--- START OF Records provided ---
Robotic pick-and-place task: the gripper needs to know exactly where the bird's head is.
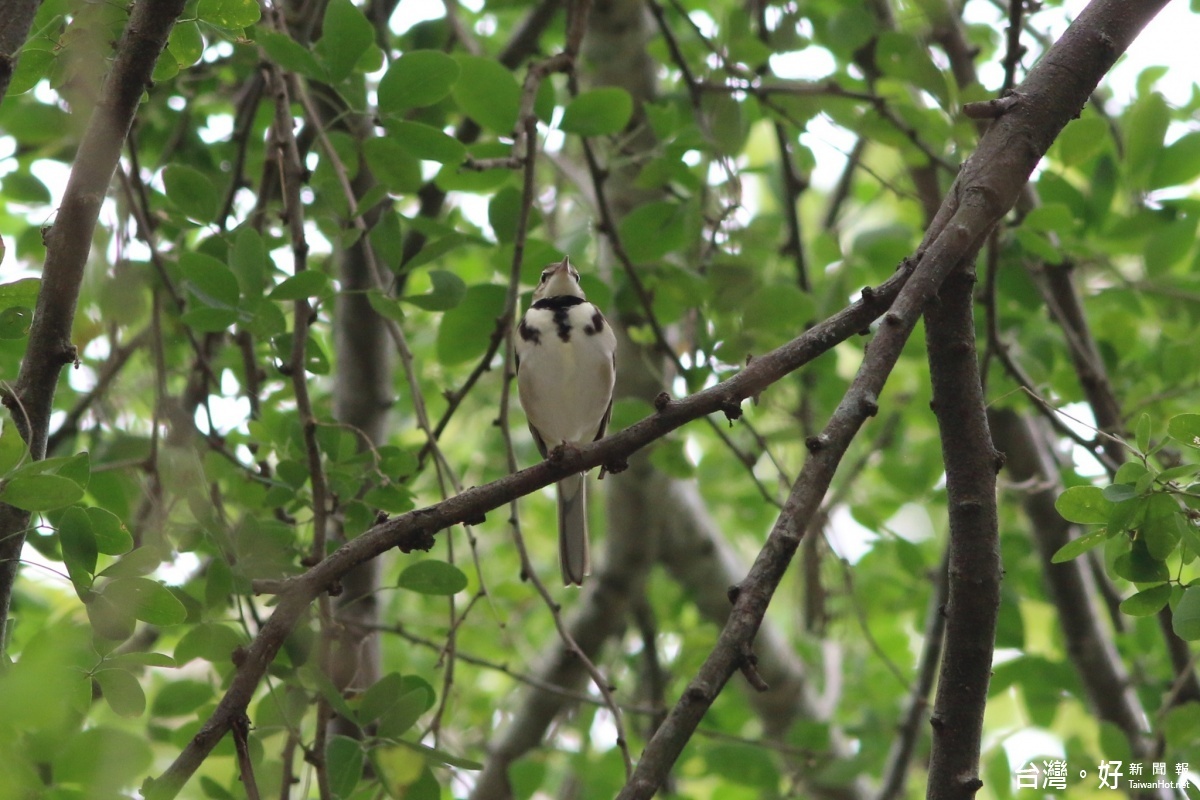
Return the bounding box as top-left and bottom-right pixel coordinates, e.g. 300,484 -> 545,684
533,258 -> 583,302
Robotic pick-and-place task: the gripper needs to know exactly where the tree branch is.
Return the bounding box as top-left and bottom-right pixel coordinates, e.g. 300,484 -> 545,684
0,0 -> 184,651
925,266 -> 1001,800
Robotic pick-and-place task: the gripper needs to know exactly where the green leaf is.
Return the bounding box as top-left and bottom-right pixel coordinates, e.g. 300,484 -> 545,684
86,506 -> 133,555
388,120 -> 467,166
167,20 -> 204,67
1126,92 -> 1171,186
367,289 -> 404,323
559,86 -> 634,136
50,726 -> 154,798
362,483 -> 416,513
317,0 -> 374,83
102,578 -> 187,625
454,55 -> 521,136
179,252 -> 240,311
229,225 -> 270,297
162,164 -> 221,224
396,559 -> 467,595
618,200 -> 686,261
403,270 -> 467,311
1171,584 -> 1200,642
378,686 -> 432,739
0,421 -> 29,479
1135,411 -> 1150,452
1102,483 -> 1138,503
378,50 -> 460,115
1121,583 -> 1171,616
58,506 -> 98,600
98,546 -> 162,578
196,0 -> 262,30
1054,486 -> 1112,524
325,736 -> 365,800
437,283 -> 505,366
1166,414 -> 1200,447
266,270 -> 329,300
1050,528 -> 1109,564
1141,493 -> 1187,561
175,622 -> 246,667
0,475 -> 83,511
362,137 -> 422,194
150,678 -> 216,717
355,672 -> 404,726
92,669 -> 146,718
254,28 -> 325,80
179,307 -> 240,333
396,739 -> 484,770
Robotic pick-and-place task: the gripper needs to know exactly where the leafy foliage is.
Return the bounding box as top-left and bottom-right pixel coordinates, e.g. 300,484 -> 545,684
0,0 -> 1200,800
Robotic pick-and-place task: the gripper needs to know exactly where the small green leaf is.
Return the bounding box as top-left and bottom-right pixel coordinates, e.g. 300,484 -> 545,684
378,687 -> 430,739
58,506 -> 98,600
175,622 -> 246,667
162,164 -> 221,224
167,20 -> 204,67
1121,583 -> 1171,616
437,283 -> 505,366
98,546 -> 162,578
86,506 -> 133,555
254,28 -> 325,80
396,739 -> 484,770
403,270 -> 467,311
618,200 -> 686,261
379,50 -> 460,115
1166,414 -> 1200,447
355,672 -> 404,724
268,270 -> 329,300
1102,483 -> 1138,503
0,422 -> 29,479
179,252 -> 241,311
1135,411 -> 1150,452
150,678 -> 216,717
559,86 -> 634,136
196,0 -> 262,30
1050,529 -> 1109,564
454,55 -> 521,136
396,559 -> 467,595
388,120 -> 467,166
1054,486 -> 1112,524
92,669 -> 146,718
102,578 -> 187,625
0,475 -> 83,511
362,483 -> 416,513
325,736 -> 365,800
1171,584 -> 1200,642
317,0 -> 374,83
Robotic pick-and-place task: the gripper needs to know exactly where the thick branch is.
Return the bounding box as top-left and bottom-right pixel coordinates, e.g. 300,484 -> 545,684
618,0 -> 1165,800
925,267 -> 1001,800
0,0 -> 184,648
146,255 -> 908,800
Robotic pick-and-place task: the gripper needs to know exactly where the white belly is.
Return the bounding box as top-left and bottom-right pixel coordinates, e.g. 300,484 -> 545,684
516,303 -> 617,449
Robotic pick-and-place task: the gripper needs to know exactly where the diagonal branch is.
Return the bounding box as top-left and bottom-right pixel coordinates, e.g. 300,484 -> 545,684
609,0 -> 1165,800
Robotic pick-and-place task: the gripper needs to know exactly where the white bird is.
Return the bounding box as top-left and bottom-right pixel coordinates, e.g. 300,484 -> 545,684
516,258 -> 617,585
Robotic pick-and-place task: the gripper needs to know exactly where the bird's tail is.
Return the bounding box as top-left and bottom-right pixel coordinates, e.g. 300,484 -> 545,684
558,473 -> 592,587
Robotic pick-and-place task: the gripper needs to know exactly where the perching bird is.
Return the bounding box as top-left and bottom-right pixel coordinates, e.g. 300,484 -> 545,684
516,258 -> 617,585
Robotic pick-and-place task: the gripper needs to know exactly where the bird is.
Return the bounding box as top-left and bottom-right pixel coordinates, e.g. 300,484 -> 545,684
515,257 -> 617,587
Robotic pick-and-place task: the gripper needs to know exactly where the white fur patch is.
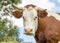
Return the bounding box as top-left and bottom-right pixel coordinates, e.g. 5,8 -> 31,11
58,41 -> 60,43
47,11 -> 60,21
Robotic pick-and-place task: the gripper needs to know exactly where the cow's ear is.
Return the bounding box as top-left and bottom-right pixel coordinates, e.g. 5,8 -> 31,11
12,11 -> 22,18
38,9 -> 48,18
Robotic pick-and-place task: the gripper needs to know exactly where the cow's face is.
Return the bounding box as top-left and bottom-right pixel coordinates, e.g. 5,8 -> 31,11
13,5 -> 45,35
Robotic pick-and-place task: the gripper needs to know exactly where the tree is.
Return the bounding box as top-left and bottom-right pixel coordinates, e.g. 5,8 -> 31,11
--- END OF Records provided ---
§ Goal of the exercise
Express every line of the records above as a Markdown table with the columns Row and Line, numbering the rows and omitting blank lines. Leave the pictures out of the table.

§ Result for this task
| Row | Line |
|---|---|
| 1 | Robotic pick-and-place task: the gripper needs to know exactly where the bird's head is. |
| 2 | Return the bounding box as top-left and bottom-right pixel coordinates, e.g. 300,484 -> 545,684 |
| 3 | 533,258 -> 583,302 |
| 4 | Robotic pick-and-place task: the gripper needs to know exactly where the tree branch is. |
| 5 | Return the bounding box as top-left and bottom-right pixel coordinates, e.g. 300,484 -> 545,684 |
| 6 | 0,0 -> 184,651 |
| 7 | 925,266 -> 1001,800 |
| 8 | Robotic pick-and-place task: the gripper needs to know exactly where the green leaf is. |
| 9 | Return the bounding box as top-left and bottom-right pixel coordinates, e.g. 300,484 -> 545,684 |
| 10 | 86,506 -> 133,555 |
| 11 | 388,120 -> 467,166 |
| 12 | 167,20 -> 204,67 |
| 13 | 1126,92 -> 1171,186 |
| 14 | 367,289 -> 404,323 |
| 15 | 559,86 -> 634,136 |
| 16 | 50,726 -> 154,798 |
| 17 | 362,483 -> 416,513 |
| 18 | 317,0 -> 374,83 |
| 19 | 102,578 -> 187,625 |
| 20 | 454,55 -> 521,136 |
| 21 | 179,252 -> 240,311 |
| 22 | 229,225 -> 270,297 |
| 23 | 162,164 -> 221,224 |
| 24 | 396,559 -> 467,595 |
| 25 | 618,200 -> 686,261 |
| 26 | 403,270 -> 467,311 |
| 27 | 1171,584 -> 1200,642 |
| 28 | 378,686 -> 432,739 |
| 29 | 0,421 -> 29,479 |
| 30 | 1135,411 -> 1150,452 |
| 31 | 1102,483 -> 1138,503 |
| 32 | 378,50 -> 460,115 |
| 33 | 1121,583 -> 1171,616 |
| 34 | 58,506 -> 98,600 |
| 35 | 98,546 -> 162,578 |
| 36 | 196,0 -> 262,30 |
| 37 | 1054,486 -> 1112,524 |
| 38 | 325,736 -> 365,800 |
| 39 | 437,283 -> 505,366 |
| 40 | 1166,414 -> 1200,447 |
| 41 | 266,270 -> 329,300 |
| 42 | 1050,528 -> 1109,564 |
| 43 | 1141,493 -> 1187,561 |
| 44 | 175,622 -> 246,667 |
| 45 | 0,475 -> 83,511 |
| 46 | 362,137 -> 422,194 |
| 47 | 150,678 -> 216,717 |
| 48 | 355,672 -> 404,726 |
| 49 | 92,669 -> 146,718 |
| 50 | 254,28 -> 325,80 |
| 51 | 179,307 -> 240,333 |
| 52 | 396,739 -> 484,770 |
| 53 | Robotic pick-and-place task: the gripper needs to know exactly where the leafy foliage is. |
| 54 | Return the bounding box as top-left and bottom-right pixel coordinates, e.g. 300,484 -> 545,684 |
| 55 | 0,0 -> 1200,800 |
| 56 | Robotic pick-and-place task: the gripper needs to know exactly where the small green leaf is. |
| 57 | Return the bounding box as top-left and bottom-right pixel coordinates, e.g. 300,484 -> 545,684 |
| 58 | 378,687 -> 430,739 |
| 59 | 58,506 -> 98,600 |
| 60 | 175,622 -> 246,667 |
| 61 | 162,164 -> 221,224 |
| 62 | 167,20 -> 204,67 |
| 63 | 1121,583 -> 1171,616 |
| 64 | 437,283 -> 505,366 |
| 65 | 98,546 -> 162,578 |
| 66 | 86,506 -> 133,555 |
| 67 | 254,28 -> 325,80 |
| 68 | 396,739 -> 484,770 |
| 69 | 403,270 -> 467,311 |
| 70 | 618,200 -> 686,261 |
| 71 | 379,50 -> 460,115 |
| 72 | 1166,414 -> 1200,447 |
| 73 | 355,672 -> 404,724 |
| 74 | 268,270 -> 329,300 |
| 75 | 1102,483 -> 1138,503 |
| 76 | 0,422 -> 29,479 |
| 77 | 179,252 -> 241,311 |
| 78 | 1135,411 -> 1150,452 |
| 79 | 150,678 -> 216,717 |
| 80 | 559,86 -> 634,136 |
| 81 | 196,0 -> 262,30 |
| 82 | 1050,529 -> 1109,564 |
| 83 | 454,55 -> 521,136 |
| 84 | 396,559 -> 467,595 |
| 85 | 388,120 -> 467,166 |
| 86 | 1054,486 -> 1112,524 |
| 87 | 92,669 -> 146,718 |
| 88 | 102,578 -> 187,625 |
| 89 | 0,475 -> 83,511 |
| 90 | 362,483 -> 416,513 |
| 91 | 325,736 -> 365,800 |
| 92 | 1171,584 -> 1200,642 |
| 93 | 317,0 -> 374,83 |
| 94 | Robotic pick-and-place task: the gripper needs to know exactly where the thick branch is. |
| 95 | Return the bounding box as top-left and bottom-right pixel coordinates, e.g. 300,484 -> 545,684 |
| 96 | 618,0 -> 1165,800 |
| 97 | 925,267 -> 1001,800 |
| 98 | 0,0 -> 184,648 |
| 99 | 146,255 -> 908,800 |
| 100 | Robotic pick-and-place task: the gripper needs to know exactly where the white belly is. |
| 101 | Return the bounding box as top-left and bottom-right pixel coordinates, e.g. 300,484 -> 545,684 |
| 102 | 516,303 -> 617,449 |
| 103 | Robotic pick-and-place task: the gripper needs to know exactly where the diagonal branch is. |
| 104 | Return the bounding box as top-left and bottom-right pixel coordinates, e.g. 300,484 -> 545,684 |
| 105 | 609,0 -> 1165,800 |
| 106 | Robotic pick-and-place task: the gripper needs to know exactly where the white bird is. |
| 107 | Return the bounding box as top-left and bottom-right pixel coordinates, e.g. 300,484 -> 545,684 |
| 108 | 516,258 -> 617,585 |
| 109 | Robotic pick-and-place task: the gripper needs to know exactly where the bird's tail is. |
| 110 | Return the bounding box as top-left and bottom-right pixel coordinates, e.g. 300,484 -> 545,684 |
| 111 | 558,473 -> 592,587 |
| 112 | Robotic pick-and-place task: the gripper needs to know exactly where the perching bird is. |
| 113 | Return the bounding box as top-left and bottom-right pixel coordinates, e.g. 300,484 -> 545,684 |
| 114 | 516,258 -> 617,585 |
| 115 | Robotic pick-and-place task: the gripper needs to know exactly where the bird is. |
| 116 | Return the bounding box as top-left and bottom-right pixel coordinates, e.g. 300,484 -> 545,684 |
| 117 | 515,257 -> 617,587 |
| 118 | Robotic pick-and-place task: the gripper needs to know exactly where the white fur patch is. |
| 119 | Return the bounding box as top-left and bottom-right pixel coordinates, e.g. 5,8 -> 31,11 |
| 120 | 58,41 -> 60,43 |
| 121 | 47,11 -> 60,21 |
| 122 | Robotic pick-and-place task: the gripper needs to know exactly where the cow's ear is. |
| 123 | Return the bounding box as top-left and bottom-right pixel coordinates, e.g. 5,8 -> 31,11 |
| 124 | 12,11 -> 22,18 |
| 125 | 38,9 -> 48,18 |
| 126 | Robotic pick-and-place task: the gripper needs to know exactly where the cow's face is. |
| 127 | Return the bounding box as top-left and bottom-right pixel coordinates, e.g. 5,8 -> 31,11 |
| 128 | 13,5 -> 45,35 |
| 129 | Robotic pick-and-place task: the gripper needs to know exactly where the tree is. |
| 130 | Return the bounding box as top-left and bottom-right pixel coordinates, e.g. 5,8 -> 31,11 |